━━ INFORMATION SHOWN
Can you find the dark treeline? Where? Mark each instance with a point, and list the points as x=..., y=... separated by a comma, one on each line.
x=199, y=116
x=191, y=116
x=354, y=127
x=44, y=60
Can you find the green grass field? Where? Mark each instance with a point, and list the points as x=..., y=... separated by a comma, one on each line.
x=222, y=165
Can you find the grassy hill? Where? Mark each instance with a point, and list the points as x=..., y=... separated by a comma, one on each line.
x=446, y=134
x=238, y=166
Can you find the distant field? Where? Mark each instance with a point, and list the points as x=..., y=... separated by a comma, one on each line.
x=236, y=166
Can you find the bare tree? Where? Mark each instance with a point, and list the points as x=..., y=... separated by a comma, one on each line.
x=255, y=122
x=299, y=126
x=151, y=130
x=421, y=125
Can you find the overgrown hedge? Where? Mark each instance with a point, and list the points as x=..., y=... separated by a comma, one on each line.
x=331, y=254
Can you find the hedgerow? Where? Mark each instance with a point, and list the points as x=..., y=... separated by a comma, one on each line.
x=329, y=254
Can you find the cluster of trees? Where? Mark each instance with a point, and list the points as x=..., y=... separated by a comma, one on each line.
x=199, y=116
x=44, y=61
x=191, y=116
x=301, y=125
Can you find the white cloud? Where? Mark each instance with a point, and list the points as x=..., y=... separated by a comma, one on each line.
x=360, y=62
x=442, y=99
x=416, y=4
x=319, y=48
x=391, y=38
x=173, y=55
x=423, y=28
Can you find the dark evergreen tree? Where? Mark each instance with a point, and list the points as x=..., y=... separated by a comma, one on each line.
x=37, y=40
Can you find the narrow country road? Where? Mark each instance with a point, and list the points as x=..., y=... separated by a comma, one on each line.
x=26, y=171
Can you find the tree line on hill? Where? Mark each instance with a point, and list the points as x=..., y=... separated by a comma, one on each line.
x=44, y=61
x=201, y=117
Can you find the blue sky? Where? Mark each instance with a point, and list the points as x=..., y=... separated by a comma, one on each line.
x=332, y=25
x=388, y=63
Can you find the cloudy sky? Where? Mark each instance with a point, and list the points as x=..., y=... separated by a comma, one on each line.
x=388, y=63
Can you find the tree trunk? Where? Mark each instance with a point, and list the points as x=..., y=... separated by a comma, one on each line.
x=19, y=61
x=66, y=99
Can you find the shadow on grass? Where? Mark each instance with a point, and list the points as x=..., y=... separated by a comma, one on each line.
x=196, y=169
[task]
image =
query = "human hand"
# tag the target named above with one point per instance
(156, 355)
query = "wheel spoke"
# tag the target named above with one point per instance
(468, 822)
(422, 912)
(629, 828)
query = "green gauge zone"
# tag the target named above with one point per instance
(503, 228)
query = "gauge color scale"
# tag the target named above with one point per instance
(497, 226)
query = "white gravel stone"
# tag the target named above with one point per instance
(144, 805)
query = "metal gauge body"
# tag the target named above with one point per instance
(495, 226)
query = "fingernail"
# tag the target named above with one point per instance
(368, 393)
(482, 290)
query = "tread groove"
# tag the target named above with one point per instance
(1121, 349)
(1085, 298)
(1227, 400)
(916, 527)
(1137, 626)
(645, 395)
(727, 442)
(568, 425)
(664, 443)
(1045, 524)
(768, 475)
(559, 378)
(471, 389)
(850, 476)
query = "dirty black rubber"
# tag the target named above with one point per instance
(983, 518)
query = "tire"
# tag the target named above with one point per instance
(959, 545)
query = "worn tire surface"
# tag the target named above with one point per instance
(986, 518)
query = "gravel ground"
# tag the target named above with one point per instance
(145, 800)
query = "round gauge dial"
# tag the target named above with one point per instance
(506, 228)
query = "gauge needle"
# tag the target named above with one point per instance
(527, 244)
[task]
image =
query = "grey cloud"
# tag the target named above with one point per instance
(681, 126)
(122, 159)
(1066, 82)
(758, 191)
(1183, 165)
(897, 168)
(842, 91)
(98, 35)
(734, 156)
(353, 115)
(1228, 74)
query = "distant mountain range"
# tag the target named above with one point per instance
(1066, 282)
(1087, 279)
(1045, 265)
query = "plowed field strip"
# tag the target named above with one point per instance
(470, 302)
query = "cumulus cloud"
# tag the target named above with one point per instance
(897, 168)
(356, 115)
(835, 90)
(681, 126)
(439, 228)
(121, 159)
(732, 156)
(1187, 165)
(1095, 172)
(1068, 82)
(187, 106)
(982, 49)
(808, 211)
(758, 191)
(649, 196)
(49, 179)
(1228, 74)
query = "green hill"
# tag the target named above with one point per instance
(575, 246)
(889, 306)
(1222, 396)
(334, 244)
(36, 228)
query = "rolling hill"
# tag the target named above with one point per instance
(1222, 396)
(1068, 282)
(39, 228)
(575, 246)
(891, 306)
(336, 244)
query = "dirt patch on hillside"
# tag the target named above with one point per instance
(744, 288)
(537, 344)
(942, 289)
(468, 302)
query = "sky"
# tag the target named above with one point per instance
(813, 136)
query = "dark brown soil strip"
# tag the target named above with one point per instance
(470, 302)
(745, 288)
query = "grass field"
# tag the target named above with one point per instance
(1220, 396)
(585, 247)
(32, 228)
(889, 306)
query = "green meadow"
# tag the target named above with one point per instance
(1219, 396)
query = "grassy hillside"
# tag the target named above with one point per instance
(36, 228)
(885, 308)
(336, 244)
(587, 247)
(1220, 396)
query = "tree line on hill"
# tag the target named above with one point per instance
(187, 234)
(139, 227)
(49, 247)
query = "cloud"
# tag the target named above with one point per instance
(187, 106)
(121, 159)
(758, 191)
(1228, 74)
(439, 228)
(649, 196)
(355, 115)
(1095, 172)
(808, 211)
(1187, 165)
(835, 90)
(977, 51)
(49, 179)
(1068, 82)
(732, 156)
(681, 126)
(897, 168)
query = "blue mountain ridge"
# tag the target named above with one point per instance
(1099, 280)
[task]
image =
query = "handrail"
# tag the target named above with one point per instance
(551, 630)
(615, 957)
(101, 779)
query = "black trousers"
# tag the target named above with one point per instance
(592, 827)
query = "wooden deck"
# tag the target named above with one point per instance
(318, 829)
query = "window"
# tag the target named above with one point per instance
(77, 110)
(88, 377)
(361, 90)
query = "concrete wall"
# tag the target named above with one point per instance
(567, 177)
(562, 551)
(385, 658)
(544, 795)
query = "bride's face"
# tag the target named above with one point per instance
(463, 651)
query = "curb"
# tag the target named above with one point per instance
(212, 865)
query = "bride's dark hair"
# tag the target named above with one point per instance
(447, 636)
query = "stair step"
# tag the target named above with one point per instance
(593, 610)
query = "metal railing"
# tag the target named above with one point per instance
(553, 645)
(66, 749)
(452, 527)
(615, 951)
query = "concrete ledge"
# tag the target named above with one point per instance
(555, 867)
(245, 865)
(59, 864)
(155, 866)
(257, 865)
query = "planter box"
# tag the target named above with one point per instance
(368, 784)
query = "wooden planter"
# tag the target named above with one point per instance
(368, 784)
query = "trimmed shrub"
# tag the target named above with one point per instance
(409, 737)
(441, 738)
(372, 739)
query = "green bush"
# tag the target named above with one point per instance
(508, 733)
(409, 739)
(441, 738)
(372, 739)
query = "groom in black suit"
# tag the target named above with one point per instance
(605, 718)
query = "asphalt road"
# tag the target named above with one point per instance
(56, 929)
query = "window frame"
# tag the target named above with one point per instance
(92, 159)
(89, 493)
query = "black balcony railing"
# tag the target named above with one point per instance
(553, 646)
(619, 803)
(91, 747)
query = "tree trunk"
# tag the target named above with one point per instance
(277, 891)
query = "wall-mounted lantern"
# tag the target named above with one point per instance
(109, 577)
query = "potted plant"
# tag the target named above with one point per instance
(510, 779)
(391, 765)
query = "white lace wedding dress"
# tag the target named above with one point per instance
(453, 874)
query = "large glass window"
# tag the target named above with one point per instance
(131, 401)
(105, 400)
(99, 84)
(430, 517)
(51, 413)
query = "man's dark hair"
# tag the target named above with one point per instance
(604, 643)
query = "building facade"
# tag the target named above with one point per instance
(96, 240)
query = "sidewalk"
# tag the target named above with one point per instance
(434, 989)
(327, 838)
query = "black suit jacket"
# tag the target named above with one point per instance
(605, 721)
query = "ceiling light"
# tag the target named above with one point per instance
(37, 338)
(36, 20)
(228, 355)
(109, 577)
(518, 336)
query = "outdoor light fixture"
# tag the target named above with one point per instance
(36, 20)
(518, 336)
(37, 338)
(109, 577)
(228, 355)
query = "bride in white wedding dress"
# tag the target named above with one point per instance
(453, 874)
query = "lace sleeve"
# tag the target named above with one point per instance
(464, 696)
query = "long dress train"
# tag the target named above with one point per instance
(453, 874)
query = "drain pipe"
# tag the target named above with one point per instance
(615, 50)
━━━━
ACTIVITY ->
Among the lines of the records, copy out each one that contains the word "wedding".

PROBLEM SOLUTION ->
query = "white lace wedding dress"
query = "bride in white wedding dress"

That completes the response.